[REQUEST 1] Repeat the stretch of the Sentry Mode forum post below from "Like most of" through "review the footage.".

━━━ DOCUMENT SECTION ━━━

# Sentry Mode False Positives ... then



## skygraff (Jun 2, 2017)

I didn’t know where to put this but I think it’s mostly about the software. If anybody has advice or the mods have a better place to put this, feel free.

Like most of you, I see regular alerts about Sentry Mode events when I get in my Model 3; usually, at least 1 event because the system flashes me as I approach even though I have the BT connected key in my pocket. I generally make a habit of walking around my car for a quick visual inspection even before I get in and see the event count so I don’t typically look again after that and I don’t usually pull the usb drive for review now that the software reuses space (especially since there’s no time stamp of the events).

Saturday, I actually got an alert to my phone that the alarm had been activated as I was leaving a restaurant. By the time I got out to the car, there was no sign of the alarm condition and, after visually inspecting it in the dark, I decided it was another false alarm but I made plans to review the footage.

On Sunday night, I pulled the usb and reviewed the Sentry files only to discover that a car had backed down the one way street and, in a very wide turn into a parking space against the opposite curb, had impacted my front right bumper just ahead of the wheel. I went out to my garage and took a closer look which gave me the bad news that there were some scrapes. Fortunately, doesn’t look like much more but no way to know for sure based on my knowledge and tools.

The upshot of this is that, if not for all the false positives, I might’ve been more careful with my inspection and I might’ve asked the nearby driver if he’d seen anything (he might’ve then admitted his mistake which he certainly didn’t seem inclined to do without my asking that night). Had I been able to review the footage on the screen (as we’ve all been hoping for), with time stamps for the events, I might’ve known where to look closer before driving away that’s night.

━━━ DATA PROVIDED ━━━

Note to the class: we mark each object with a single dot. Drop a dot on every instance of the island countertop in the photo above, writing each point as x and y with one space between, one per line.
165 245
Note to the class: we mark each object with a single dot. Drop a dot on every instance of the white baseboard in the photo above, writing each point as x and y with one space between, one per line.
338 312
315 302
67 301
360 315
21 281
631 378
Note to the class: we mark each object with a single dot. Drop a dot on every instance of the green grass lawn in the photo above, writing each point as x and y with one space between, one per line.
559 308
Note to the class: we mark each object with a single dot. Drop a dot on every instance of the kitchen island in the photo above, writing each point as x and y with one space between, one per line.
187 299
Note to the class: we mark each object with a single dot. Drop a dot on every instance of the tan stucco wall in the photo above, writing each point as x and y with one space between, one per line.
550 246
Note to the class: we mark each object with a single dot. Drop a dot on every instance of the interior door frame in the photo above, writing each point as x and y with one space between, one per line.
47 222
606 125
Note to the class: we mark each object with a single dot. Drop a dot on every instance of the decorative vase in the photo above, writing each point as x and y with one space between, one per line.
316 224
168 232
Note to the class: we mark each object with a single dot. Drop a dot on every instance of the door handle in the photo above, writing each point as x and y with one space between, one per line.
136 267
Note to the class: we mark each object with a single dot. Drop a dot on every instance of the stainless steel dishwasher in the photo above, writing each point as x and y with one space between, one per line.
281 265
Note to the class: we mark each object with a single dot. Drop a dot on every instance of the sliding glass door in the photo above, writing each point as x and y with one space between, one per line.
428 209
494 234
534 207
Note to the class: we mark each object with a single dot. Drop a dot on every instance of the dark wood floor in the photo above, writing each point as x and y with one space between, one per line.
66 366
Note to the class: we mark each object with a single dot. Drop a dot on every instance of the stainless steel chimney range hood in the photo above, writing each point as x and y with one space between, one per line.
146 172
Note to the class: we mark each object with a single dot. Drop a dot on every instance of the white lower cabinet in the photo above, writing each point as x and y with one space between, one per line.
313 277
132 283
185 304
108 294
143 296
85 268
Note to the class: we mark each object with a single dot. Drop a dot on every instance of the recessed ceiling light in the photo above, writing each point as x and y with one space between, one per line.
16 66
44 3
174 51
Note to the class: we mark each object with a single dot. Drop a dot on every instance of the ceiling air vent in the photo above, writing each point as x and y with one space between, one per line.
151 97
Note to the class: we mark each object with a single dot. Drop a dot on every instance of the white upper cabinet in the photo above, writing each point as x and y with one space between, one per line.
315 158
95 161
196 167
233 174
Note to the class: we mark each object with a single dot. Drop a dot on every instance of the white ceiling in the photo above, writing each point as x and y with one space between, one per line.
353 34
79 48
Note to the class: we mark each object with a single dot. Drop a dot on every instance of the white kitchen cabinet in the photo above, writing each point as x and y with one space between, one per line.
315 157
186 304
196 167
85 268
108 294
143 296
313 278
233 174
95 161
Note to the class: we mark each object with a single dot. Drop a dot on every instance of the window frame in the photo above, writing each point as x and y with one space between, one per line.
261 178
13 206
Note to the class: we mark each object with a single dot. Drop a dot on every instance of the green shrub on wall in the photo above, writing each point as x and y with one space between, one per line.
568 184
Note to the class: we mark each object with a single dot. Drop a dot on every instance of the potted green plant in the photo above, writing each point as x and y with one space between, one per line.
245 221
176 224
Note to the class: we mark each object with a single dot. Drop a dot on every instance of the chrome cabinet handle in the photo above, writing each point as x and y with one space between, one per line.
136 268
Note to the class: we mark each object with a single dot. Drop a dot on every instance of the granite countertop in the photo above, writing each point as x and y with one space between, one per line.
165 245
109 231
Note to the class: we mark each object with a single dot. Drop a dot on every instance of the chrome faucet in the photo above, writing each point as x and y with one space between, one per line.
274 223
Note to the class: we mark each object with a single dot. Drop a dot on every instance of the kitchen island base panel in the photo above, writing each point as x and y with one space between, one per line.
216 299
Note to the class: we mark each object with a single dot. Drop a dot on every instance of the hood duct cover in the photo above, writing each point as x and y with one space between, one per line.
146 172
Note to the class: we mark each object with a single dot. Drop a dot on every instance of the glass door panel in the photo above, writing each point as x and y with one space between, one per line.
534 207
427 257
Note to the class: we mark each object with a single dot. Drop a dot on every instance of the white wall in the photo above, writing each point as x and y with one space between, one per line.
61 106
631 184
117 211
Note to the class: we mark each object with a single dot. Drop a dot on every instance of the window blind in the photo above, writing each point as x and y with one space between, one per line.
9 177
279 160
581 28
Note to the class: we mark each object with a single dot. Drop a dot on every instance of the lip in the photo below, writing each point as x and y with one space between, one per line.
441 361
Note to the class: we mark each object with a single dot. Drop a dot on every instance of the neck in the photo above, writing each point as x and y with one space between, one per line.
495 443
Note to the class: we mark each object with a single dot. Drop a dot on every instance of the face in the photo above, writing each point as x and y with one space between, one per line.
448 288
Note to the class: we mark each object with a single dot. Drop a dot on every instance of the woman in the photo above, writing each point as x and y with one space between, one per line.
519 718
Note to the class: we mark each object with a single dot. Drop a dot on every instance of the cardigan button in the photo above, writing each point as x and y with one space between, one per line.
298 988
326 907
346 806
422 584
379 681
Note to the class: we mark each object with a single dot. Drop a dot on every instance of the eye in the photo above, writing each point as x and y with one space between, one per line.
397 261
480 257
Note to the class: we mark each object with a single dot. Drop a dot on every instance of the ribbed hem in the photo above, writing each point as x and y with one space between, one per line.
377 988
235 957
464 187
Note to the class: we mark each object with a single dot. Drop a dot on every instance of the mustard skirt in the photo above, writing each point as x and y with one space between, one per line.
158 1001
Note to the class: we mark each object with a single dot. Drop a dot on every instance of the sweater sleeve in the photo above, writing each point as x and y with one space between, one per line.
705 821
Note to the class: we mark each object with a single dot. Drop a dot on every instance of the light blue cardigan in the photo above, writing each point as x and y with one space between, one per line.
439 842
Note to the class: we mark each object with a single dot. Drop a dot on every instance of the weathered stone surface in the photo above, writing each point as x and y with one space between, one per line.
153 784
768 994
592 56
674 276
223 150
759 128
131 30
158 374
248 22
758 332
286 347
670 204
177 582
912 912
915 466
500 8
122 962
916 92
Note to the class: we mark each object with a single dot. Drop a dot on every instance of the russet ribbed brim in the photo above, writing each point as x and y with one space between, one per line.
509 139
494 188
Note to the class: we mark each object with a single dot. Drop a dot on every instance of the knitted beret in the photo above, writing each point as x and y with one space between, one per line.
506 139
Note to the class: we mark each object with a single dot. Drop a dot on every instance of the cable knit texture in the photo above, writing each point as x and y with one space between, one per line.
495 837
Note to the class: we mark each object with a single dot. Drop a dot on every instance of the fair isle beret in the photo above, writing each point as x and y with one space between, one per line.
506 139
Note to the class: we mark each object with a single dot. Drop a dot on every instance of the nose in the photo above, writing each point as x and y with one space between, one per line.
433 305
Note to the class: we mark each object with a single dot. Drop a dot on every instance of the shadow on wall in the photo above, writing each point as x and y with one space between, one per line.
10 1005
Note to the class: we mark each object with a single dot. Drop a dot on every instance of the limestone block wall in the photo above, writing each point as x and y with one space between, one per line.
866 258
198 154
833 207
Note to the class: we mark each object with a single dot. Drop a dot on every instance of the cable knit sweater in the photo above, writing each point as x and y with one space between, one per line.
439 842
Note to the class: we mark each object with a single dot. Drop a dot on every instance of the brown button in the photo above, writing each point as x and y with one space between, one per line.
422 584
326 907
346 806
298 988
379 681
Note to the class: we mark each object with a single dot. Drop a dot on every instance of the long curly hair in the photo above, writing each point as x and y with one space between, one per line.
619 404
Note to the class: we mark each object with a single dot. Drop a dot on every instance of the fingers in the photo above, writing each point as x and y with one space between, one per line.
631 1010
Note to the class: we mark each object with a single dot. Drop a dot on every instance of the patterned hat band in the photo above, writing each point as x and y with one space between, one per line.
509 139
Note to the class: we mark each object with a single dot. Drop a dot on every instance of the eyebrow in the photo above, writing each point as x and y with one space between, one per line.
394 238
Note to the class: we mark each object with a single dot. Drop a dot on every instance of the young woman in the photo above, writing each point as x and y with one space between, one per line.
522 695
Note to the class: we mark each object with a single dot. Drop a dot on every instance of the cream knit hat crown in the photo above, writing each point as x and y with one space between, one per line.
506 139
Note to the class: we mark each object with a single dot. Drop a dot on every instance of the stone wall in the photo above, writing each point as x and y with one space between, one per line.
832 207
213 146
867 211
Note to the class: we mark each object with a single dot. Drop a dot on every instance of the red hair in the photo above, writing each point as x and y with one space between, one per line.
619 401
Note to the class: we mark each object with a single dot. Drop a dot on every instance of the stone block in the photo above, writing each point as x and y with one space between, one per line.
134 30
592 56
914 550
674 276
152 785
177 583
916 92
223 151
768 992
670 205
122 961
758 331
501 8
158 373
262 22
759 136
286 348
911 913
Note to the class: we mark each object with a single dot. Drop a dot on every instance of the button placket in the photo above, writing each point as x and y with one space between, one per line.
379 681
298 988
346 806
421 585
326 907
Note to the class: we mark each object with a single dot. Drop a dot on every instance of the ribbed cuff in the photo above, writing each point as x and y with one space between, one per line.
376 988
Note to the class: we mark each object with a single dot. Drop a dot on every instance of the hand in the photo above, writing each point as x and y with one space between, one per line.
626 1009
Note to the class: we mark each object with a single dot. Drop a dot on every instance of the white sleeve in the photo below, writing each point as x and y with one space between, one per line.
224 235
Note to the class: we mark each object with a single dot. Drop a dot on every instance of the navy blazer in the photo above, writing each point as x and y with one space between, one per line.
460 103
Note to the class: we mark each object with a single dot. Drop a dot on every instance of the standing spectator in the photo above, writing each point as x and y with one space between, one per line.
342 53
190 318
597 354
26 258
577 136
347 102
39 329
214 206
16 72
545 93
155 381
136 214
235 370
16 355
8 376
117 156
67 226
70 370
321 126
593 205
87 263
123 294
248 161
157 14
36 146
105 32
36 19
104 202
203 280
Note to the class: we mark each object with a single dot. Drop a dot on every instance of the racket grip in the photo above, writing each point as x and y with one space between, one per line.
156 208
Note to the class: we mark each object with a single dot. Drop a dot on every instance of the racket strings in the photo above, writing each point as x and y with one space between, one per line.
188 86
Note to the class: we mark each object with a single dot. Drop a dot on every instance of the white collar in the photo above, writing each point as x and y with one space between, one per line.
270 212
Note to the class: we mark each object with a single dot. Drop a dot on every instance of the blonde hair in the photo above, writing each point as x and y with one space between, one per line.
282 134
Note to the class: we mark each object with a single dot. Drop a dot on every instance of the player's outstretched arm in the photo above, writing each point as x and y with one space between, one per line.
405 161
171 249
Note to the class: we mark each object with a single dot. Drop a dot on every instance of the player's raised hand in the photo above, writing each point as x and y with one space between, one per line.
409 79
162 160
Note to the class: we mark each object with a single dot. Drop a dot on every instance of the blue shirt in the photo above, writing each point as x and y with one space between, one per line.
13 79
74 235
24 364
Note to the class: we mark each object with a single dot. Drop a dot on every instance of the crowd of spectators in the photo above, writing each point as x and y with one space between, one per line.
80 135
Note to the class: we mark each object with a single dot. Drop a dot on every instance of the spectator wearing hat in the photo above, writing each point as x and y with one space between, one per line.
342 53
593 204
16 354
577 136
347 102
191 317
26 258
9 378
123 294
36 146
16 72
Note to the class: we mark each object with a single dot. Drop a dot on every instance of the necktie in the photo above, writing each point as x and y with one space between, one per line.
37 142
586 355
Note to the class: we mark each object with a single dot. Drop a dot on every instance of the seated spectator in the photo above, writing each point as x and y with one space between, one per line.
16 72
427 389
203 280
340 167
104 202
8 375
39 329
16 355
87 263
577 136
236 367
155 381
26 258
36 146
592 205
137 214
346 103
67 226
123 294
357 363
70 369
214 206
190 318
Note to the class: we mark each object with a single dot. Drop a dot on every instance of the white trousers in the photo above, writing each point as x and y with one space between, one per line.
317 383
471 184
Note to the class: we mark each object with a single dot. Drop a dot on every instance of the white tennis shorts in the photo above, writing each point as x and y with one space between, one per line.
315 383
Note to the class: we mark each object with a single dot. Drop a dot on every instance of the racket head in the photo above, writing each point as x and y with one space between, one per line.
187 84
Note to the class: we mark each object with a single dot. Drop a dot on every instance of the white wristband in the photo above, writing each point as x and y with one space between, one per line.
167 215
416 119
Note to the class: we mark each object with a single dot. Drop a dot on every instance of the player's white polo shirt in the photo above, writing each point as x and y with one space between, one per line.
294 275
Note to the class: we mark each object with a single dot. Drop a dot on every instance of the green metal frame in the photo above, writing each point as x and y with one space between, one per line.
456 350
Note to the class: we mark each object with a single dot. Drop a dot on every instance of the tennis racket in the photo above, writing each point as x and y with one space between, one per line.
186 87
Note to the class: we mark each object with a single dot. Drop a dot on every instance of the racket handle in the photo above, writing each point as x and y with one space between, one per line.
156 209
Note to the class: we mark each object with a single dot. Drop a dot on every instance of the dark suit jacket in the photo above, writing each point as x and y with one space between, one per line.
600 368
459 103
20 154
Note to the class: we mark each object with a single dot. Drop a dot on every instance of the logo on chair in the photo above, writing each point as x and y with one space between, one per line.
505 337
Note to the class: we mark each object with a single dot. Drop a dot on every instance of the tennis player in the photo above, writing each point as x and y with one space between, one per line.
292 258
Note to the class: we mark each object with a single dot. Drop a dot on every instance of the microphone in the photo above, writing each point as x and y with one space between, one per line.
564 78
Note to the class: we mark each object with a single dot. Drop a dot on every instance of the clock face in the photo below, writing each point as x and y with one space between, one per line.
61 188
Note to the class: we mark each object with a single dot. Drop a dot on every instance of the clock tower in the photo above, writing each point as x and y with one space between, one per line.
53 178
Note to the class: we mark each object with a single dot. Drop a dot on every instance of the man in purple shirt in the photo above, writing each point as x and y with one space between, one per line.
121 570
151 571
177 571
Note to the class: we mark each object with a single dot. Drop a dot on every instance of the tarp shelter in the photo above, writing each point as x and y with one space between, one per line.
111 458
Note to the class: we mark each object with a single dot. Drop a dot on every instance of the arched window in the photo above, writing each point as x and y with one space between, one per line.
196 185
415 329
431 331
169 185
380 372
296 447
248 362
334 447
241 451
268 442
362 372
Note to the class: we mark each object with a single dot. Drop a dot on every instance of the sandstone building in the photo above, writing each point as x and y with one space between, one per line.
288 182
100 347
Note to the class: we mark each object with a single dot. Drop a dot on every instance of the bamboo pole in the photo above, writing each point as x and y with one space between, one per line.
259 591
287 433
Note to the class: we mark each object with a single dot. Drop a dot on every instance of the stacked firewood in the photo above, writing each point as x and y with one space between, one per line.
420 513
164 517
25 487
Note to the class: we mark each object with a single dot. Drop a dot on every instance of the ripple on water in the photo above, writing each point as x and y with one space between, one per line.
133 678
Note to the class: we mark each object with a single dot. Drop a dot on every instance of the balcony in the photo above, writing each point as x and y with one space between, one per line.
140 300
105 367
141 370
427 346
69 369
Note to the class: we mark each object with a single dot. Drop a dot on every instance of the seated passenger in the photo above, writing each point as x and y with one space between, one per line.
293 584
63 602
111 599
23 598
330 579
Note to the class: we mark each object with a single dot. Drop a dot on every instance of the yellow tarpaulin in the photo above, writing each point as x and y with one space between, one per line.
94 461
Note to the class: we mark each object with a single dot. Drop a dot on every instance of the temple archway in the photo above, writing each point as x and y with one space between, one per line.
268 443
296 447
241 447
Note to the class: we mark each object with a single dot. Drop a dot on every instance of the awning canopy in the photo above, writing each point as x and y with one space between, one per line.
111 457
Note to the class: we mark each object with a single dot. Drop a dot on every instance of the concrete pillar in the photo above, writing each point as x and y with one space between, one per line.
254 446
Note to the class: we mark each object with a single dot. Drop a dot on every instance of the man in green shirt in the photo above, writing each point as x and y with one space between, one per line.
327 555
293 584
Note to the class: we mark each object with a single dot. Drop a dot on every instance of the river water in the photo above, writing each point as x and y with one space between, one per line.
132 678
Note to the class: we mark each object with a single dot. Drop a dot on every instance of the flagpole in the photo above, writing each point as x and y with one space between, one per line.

━━━

[REQUEST 2] Show each line of the records above that contains the word "blue".

[FULL SOLUTION 1]
Like most of you, I see regular alerts about Sentry Mode events when I get in my Model 3; usually, at least 1 event because the system flashes me as I approach even though I have the BT connected key in my pocket. I generally make a habit of walking around my car for a quick visual inspection even before I get in and see the event count so I don’t typically look again after that and I don’t usually pull the usb drive for review now that the software reuses space (especially since there’s no time stamp of the events).

Saturday, I actually got an alert to my phone that the alarm had been activated as I was leaving a restaurant. By the time I got out to the car, there was no sign of the alarm condition and, after visually inspecting it in the dark, I decided it was another false alarm but I made plans to review the footage.

[FULL SOLUTION 2]
Note to the class: we mark each object with a single dot. Drop a dot on every instance of the light blue cardigan in the photo above, writing each point as x and y with one space between, one per line.
Note to the class: we mark each object with a single dot. Drop a dot on every instance of the blue shirt in the photo above, writing each point as x and y with one space between, one per line.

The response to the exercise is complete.